AUFGABE – Gib alle Zeilen der folgenden Auflistung als nummerierte Liste wieder und lass Leerzeilen weg.

Einträge mit Koordinatenangaben –
==================================================

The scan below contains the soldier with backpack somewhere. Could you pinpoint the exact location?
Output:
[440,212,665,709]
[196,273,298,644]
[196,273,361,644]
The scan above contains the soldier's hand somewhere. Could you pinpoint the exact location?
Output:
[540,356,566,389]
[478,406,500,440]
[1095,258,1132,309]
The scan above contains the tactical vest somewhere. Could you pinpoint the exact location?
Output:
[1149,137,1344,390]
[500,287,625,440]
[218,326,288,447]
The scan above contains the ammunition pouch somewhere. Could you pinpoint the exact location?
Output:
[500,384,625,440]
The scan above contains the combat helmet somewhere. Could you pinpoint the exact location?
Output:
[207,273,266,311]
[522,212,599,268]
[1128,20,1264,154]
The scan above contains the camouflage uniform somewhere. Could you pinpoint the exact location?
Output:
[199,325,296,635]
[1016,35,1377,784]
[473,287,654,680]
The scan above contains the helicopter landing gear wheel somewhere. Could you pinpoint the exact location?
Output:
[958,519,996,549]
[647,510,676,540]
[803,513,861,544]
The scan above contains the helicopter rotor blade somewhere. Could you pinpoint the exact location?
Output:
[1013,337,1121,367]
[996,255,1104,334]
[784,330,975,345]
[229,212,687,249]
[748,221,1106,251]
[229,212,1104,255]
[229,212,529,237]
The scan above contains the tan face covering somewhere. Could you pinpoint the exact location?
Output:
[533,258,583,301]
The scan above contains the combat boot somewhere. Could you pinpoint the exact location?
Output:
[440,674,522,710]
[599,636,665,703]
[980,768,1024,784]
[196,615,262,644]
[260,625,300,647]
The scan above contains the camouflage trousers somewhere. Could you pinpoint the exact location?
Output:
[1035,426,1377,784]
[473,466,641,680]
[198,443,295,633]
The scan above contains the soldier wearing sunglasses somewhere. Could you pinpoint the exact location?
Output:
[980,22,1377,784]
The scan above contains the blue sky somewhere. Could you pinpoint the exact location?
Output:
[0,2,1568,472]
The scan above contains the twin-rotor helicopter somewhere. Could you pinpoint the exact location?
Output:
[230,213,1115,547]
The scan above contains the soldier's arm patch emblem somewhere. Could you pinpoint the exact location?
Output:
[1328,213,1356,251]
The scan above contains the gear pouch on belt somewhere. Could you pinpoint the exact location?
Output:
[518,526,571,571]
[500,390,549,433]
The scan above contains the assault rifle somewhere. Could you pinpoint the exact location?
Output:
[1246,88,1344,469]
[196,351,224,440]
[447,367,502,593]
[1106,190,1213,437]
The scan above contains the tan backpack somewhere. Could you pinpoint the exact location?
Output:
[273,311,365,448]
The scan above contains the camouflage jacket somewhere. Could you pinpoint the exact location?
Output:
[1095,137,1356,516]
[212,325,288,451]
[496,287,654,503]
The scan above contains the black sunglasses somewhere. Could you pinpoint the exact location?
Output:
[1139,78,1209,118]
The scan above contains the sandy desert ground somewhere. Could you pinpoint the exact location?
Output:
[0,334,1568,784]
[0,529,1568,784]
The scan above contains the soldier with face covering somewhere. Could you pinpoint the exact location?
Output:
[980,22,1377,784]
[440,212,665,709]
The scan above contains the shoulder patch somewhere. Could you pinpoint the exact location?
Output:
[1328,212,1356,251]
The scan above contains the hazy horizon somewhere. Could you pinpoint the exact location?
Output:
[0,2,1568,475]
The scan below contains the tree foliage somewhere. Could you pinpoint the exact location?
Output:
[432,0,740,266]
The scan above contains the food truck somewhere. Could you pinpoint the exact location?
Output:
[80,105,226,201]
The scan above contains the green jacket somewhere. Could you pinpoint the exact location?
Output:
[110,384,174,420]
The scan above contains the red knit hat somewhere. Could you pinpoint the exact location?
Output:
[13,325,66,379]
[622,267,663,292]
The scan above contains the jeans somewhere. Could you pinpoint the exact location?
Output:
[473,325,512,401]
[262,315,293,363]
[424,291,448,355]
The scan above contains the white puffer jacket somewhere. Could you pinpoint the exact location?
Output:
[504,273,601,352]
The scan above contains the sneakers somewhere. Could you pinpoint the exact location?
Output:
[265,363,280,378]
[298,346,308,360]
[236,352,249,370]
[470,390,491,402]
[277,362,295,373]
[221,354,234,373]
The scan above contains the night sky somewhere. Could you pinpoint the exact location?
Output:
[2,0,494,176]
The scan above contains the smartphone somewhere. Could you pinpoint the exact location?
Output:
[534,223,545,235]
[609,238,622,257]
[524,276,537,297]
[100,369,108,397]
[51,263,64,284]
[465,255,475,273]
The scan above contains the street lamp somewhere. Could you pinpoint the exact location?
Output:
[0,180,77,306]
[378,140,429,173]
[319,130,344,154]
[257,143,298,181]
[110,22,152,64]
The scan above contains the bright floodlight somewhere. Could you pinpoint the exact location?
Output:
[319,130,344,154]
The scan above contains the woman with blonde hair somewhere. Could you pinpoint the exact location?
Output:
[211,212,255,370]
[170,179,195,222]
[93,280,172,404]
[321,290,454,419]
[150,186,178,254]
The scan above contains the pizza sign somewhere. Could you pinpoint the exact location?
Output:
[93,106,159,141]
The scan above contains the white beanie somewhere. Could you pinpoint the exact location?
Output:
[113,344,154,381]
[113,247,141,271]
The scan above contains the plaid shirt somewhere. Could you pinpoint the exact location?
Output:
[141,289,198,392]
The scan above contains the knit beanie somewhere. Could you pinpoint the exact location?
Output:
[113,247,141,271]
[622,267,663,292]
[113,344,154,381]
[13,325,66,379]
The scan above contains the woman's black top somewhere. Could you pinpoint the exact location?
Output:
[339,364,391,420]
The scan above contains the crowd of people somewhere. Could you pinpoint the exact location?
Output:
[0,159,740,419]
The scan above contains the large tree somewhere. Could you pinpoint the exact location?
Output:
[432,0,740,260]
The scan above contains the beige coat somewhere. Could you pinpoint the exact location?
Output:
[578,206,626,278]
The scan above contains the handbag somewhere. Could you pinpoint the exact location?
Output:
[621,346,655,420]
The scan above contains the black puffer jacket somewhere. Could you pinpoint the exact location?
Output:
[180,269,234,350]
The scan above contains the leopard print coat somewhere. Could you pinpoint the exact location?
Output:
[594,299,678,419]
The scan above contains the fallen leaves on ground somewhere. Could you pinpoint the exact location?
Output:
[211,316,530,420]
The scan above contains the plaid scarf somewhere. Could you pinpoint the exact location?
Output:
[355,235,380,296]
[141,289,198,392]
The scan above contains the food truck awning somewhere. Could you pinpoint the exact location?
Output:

==================================================

ÜBUNGSERGEBNIS –
1. The scan below contains the soldier with backpack somewhere. Could you pinpoint the exact location?
2. Output:
3. [440,212,665,709]
4. [196,273,298,644]
5. [196,273,361,644]
6. The scan above contains the soldier's hand somewhere. Could you pinpoint the exact location?
7. Output:
8. [540,356,566,389]
9. [478,406,500,440]
10. [1095,258,1132,309]
11. The scan above contains the tactical vest somewhere. Could you pinpoint the exact location?
12. Output:
13. [1149,137,1344,390]
14. [500,287,625,440]
15. [218,326,288,447]
16. The scan above contains the ammunition pouch somewhere. Could you pinpoint the exact location?
17. Output:
18. [500,384,625,440]
19. The scan above contains the combat helmet somewhere. Could you pinpoint the exact location?
20. Output:
21. [207,273,266,311]
22. [522,212,599,268]
23. [1128,20,1264,154]
24. The scan above contains the camouflage uniform somewhere. Could you pinpoint the exact location?
25. Output:
26. [199,325,296,635]
27. [1016,35,1377,784]
28. [473,287,654,680]
29. The scan above contains the helicopter landing gear wheel somewhere. Could you pinpoint the exact location?
30. Output:
31. [958,519,996,549]
32. [647,510,676,540]
33. [803,513,861,544]
34. The scan above contains the helicopter rotor blade somewhere. Could you pinpoint the exact location?
35. Output:
36. [1013,337,1121,367]
37. [996,255,1104,334]
38. [784,330,975,345]
39. [229,212,687,249]
40. [748,221,1106,251]
41. [229,212,1104,255]
42. [229,212,529,237]
43. The scan above contains the tan face covering somewhere. Could you pinpoint the exact location?
44. Output:
45. [533,258,583,301]
46. The scan above contains the combat boot somewhere. Could you pinpoint the exact location?
47. Output:
48. [440,674,522,710]
49. [599,636,665,703]
50. [980,768,1024,784]
51. [196,615,262,644]
52. [260,625,300,647]
53. The scan above contains the camouflage trousers somewhere. Could you pinpoint the exact location?
54. Output:
55. [1035,426,1377,784]
56. [473,466,641,680]
57. [198,443,295,633]
58. The scan above contains the soldier wearing sunglasses somewhere. Could you pinpoint the exact location?
59. Output:
60. [980,22,1377,784]
61. The scan above contains the blue sky somewhere. Could you pinpoint the exact location?
62. Output:
63. [0,2,1568,472]
64. The scan above contains the twin-rotor helicopter somewhere. Could you pinpoint the exact location?
65. Output:
66. [230,213,1115,547]
67. The scan above contains the soldier's arm patch emblem somewhere. Could you pinpoint the exact location?
68. Output:
69. [1328,213,1356,251]
70. The scan above contains the gear pouch on belt somewhere. Could you pinpoint the exact location?
71. Output:
72. [518,526,571,571]
73. [500,390,549,433]
74. The scan above contains the assault rifle somewhere. Could you pinpoint the exact location?
75. Output:
76. [1246,88,1344,469]
77. [196,351,224,440]
78. [447,367,502,593]
79. [1106,190,1213,437]
80. The scan above contains the tan backpack somewhere. Could you pinpoint the exact location?
81. Output:
82. [273,311,365,448]
83. The scan above contains the camouflage jacket somewhere. Could you pinpoint the exact location?
84. Output:
85. [1095,137,1356,516]
86. [212,325,288,451]
87. [496,287,654,503]
88. The scan above contains the black sunglasses somewhere. Could you pinpoint the exact location?
89. Output:
90. [1139,78,1209,118]
91. The scan above contains the sandy desert ground somewhere. Could you pinpoint the exact location?
92. Output:
93. [0,334,1568,784]
94. [0,529,1568,784]
95. The scan above contains the soldier with face covering somewhere. Could you pinpoint the exact location?
96. Output:
97. [980,22,1377,784]
98. [440,212,665,709]
99. The scan above contains the shoulder patch somewhere. Could you pinpoint the exact location?
100. Output:
101. [1328,212,1356,251]
102. The scan above contains the hazy horizon somewhere. Could you pinpoint the exact location?
103. Output:
104. [0,2,1568,475]
105. The scan below contains the tree foliage somewhere. Could you pinpoint the exact location?
106. Output:
107. [432,0,740,266]
108. The scan above contains the food truck somewhere. Could you pinpoint the exact location?
109. Output:
110. [80,105,226,201]
111. The scan above contains the green jacket somewhere. Could you pinpoint the exact location?
112. Output:
113. [110,384,174,420]
114. The scan above contains the red knit hat somewhere. Could you pinpoint the exact location?
115. Output:
116. [13,325,66,379]
117. [622,267,663,292]
118. The scan above contains the jeans somewhere. Could you pinpoint the exact location?
119. Output:
120. [473,325,512,401]
121. [262,315,293,363]
122. [424,291,448,355]
123. The scan above contains the white puffer jacket somewhere. Could you pinpoint the exact location?
124. Output:
125. [504,273,601,352]
126. The scan above contains the sneakers somewhere. Could you pinpoint the exact location?
127. Output:
128. [265,363,280,378]
129. [298,346,308,360]
130. [236,352,249,370]
131. [470,390,491,402]
132. [277,362,295,373]
133. [221,354,234,373]
134. The scan above contains the night sky somewhere. Could you pinpoint the exact location?
135. Output:
136. [2,0,494,176]
137. The scan above contains the smartphone somewhere. Could you pinpoint the exact location?
138. Output:
139. [534,223,545,235]
140. [609,238,622,257]
141. [524,276,537,297]
142. [100,369,108,397]
143. [51,263,64,284]
144. [465,255,475,273]
145. The scan above contains the street lamp somewhere. Could you pinpoint the exact location?
146. Output:
147. [0,180,77,306]
148. [378,140,429,173]
149. [319,130,344,154]
150. [257,143,298,181]
151. [110,22,152,64]
152. The scan above contains the bright floodlight somewhere. Could you pinpoint the exact location?
153. Output:
154. [319,130,344,154]
155. The scan above contains the woman with blonde hair somewhere. Could you pinpoint the exact location?
156. Output:
157. [211,212,255,370]
158. [170,179,195,222]
159. [93,280,172,404]
160. [321,290,454,419]
161. [150,186,178,254]
162. The scan above contains the pizza sign somewhere. Could you pinpoint the exact location?
163. Output:
164. [93,106,159,141]
165. The scan above contains the white beanie somewhere. Could you pinpoint the exact location?
166. Output:
167. [113,344,154,381]
168. [113,247,141,271]
169. The scan above contains the plaid shirt somewhere. Could you pinpoint the exact location?
170. Output:
171. [141,289,198,392]
172. The scan above contains the knit beanie somewhere. Could you pinpoint the exact location?
173. Output:
174. [113,247,141,271]
175. [622,267,663,292]
176. [113,344,154,381]
177. [13,325,66,379]
178. The scan above contains the woman's black top somewhere. Could you pinpoint the exact location?
179. Output:
180. [339,364,391,420]
181. The scan above contains the crowd of people somewhere. Could you pinpoint the exact location?
182. Output:
183. [0,159,740,419]
184. The scan above contains the large tree somewhere. Could you pinpoint the exact location?
185. Output:
186. [432,0,740,260]
187. The scan above contains the beige coat somewhere. Could you pinpoint the exact location?
188. Output:
189. [578,206,626,278]
190. The scan above contains the handbag somewhere. Could you pinpoint the exact location?
191. Output:
192. [621,346,655,420]
193. The scan above contains the black puffer jacket somewhere. Could you pinpoint the exact location?
194. Output:
195. [180,269,234,350]
196. The scan above contains the leopard print coat somewhere. Could you pinpoint the exact location?
197. Output:
198. [594,299,678,419]
199. The scan above contains the fallen leaves on ground somewhere. Could you pinpoint the exact location?
200. Output:
201. [211,316,530,420]
202. The scan above contains the plaid scarf somewhere. Could you pinpoint the exact location?
203. Output:
204. [355,235,380,296]
205. [141,289,198,392]
206. The scan above contains the food truck awning somewhere. Could you pinpoint the exact location?
207. Output:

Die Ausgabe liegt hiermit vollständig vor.